- [Exercise prompt] Go through the material below, find each line with the word "baby", and copy those lines.

════

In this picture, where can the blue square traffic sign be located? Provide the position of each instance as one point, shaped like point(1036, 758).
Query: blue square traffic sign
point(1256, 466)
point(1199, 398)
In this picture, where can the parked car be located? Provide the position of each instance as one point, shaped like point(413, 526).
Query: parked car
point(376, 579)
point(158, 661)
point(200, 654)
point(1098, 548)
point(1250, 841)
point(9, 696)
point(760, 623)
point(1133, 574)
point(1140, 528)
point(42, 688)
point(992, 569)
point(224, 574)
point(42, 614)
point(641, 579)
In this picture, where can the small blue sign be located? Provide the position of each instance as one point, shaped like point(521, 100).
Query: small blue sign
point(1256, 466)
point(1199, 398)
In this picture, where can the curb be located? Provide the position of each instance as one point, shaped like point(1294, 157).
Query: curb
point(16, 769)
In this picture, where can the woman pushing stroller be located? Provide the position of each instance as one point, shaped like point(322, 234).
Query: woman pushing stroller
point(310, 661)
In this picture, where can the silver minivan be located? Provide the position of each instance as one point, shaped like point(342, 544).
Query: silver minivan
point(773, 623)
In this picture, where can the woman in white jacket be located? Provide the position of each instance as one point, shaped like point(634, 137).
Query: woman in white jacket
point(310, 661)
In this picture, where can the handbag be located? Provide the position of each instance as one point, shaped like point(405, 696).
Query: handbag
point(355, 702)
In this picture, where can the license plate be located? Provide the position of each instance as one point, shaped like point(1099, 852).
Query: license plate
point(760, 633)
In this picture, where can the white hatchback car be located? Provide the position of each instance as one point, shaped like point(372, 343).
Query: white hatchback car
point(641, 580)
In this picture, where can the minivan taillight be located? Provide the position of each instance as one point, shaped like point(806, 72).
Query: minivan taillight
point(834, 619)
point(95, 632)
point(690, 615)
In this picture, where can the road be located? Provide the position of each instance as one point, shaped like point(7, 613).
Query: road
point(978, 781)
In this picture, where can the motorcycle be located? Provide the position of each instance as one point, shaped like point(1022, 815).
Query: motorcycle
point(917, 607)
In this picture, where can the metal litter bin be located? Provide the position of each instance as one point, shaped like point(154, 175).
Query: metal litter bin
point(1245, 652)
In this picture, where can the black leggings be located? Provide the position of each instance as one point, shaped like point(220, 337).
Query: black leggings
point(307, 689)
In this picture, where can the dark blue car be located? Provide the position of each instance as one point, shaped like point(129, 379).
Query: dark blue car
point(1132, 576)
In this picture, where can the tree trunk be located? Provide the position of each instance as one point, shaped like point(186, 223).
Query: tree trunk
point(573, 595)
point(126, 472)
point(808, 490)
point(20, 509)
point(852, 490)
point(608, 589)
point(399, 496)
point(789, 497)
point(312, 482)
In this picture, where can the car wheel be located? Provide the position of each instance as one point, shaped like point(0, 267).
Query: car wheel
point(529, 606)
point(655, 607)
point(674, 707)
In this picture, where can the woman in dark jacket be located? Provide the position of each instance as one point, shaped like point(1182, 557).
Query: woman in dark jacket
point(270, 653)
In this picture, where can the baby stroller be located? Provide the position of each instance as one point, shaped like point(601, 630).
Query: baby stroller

════

- [Result for this task]
In this picture, where can the baby stroller be located? Provide the position of each instance as one point, shaped like point(601, 630).
Query: baby stroller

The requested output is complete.